• TASK BRIEF: The data must be returned in full and exactly as given.

= = = = = = =

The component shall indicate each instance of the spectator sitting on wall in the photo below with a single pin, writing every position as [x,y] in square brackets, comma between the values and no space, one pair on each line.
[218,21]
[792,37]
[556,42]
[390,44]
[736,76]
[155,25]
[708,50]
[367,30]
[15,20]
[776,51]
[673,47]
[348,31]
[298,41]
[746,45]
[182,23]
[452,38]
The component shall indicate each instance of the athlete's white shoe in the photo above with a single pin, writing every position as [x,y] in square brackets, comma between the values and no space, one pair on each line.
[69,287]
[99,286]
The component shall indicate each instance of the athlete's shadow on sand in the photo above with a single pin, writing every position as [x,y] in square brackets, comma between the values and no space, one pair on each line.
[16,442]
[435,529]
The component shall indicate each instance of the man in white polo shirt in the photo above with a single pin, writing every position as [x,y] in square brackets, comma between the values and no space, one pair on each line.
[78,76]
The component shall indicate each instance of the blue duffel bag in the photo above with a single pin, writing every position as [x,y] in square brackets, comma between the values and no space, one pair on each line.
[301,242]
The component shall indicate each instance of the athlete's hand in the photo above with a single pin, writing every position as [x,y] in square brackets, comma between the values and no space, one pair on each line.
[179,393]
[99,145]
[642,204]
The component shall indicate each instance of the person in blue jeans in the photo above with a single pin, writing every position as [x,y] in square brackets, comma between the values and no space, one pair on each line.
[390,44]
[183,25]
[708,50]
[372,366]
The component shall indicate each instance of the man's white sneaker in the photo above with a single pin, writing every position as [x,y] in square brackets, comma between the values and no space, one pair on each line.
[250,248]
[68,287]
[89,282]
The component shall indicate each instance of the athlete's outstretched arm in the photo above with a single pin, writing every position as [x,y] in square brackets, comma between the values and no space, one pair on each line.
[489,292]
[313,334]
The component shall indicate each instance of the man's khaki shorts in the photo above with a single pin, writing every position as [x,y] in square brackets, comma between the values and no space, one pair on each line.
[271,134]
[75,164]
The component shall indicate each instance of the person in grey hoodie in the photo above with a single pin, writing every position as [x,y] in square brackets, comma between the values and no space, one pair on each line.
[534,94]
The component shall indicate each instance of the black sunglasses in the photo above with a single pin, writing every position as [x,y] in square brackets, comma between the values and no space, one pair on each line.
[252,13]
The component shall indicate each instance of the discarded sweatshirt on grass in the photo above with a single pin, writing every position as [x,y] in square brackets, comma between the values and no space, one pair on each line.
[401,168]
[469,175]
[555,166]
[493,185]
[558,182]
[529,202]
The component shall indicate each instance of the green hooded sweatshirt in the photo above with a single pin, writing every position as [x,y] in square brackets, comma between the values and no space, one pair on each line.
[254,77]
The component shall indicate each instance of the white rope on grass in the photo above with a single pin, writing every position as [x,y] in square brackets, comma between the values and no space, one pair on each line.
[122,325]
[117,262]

= = = = = = =

• ANSWER SECTION:
The component shall indicate each instance of the spectator sitting on wall in the photo below with a single pin, writing every position as [x,y] in square brackets, comma between the values and no space, one pair on each line.
[218,21]
[792,37]
[556,42]
[390,44]
[736,76]
[155,25]
[708,50]
[367,30]
[15,20]
[776,51]
[673,47]
[348,31]
[298,41]
[746,45]
[182,23]
[452,38]
The component shall indicate each instance of the athlete's white shoe in the photo above with a single pin, writing every position as [x,y] in square brackets, comma between the values and no space, one pair on each line.
[69,287]
[99,286]
The component shall indicate each instance of the athlete's shadow on sand in the photo above with a single pin, writing every position as [x,y] in square brackets, comma between the values and no space, one pair on each line.
[16,442]
[435,529]
The component shall indicate each instance of the man in white polo shirt in the photo above with a single pin, writing every position as [x,y] in square brackets, comma between the values and no space, one pair on each line.
[78,76]
The component shall indicate each instance of the blue duffel bag in the photo above with a single pin, writing every position as [x,y] in square brackets, comma between the values and no space, one pair on each line.
[301,242]
The component shall indicate each instance of the athlete's hand in the photo above with a single pin, writing every position as [x,y] in square brackets, comma between the values and no space, one pair on each line.
[179,393]
[99,145]
[642,204]
The component shall indicate each instance of the person in blue jeans in the photo above with a single pin, writing every position as [x,y] in square brackets, comma between the values and no space, one pair on each line.
[390,44]
[183,25]
[708,50]
[372,366]
The component shall indicate each instance of the man's white sneaker in the photo above with a single pin, writing every position as [x,y] in square brackets, comma between the values and no space, one pair on each line.
[250,248]
[68,287]
[89,282]
The component shall indicate each instance of the athlete's outstretched arm in the photo above with a single pin, writing every position as [x,y] in square brackets, comma between the values and no space, one pair on each line.
[489,292]
[313,334]
The component shall indicate each instance of the man's khaki shorts in the photo above with a single pin, writing every position as [x,y] in square brackets, comma between the values and no space, one pair on each line.
[271,134]
[75,164]
The component shall indicate each instance of the person in grey hoodie in the photo above with a single pin, writing every position as [x,y] in square brackets, comma between the values and no space, one pair on each line.
[534,94]
The component shall indicate each instance of the black sunglasses in the photo above with a single pin, writing every position as [x,y] in square brackets, comma between the values and no space, one pair on each line.
[252,13]
The component shall indicate each instance of the discarded sweatshirt on grass in the photo above with a single pin, writing every position as [x,y] in square brackets, comma between the values and no space, one pair on each line.
[401,168]
[469,175]
[555,166]
[493,185]
[558,182]
[529,202]
The component shall indicate each instance of the green hooded sweatshirt in the photo above with a single pin, writing every position as [x,y] in square brackets, comma between the values and no space, one pair on each line.
[254,77]
The component shall indicate each instance of the white rope on grass in the photo above with a single pin, writing every position as [x,y] in square brackets, comma between the values and no space, one pair on each line.
[122,325]
[117,262]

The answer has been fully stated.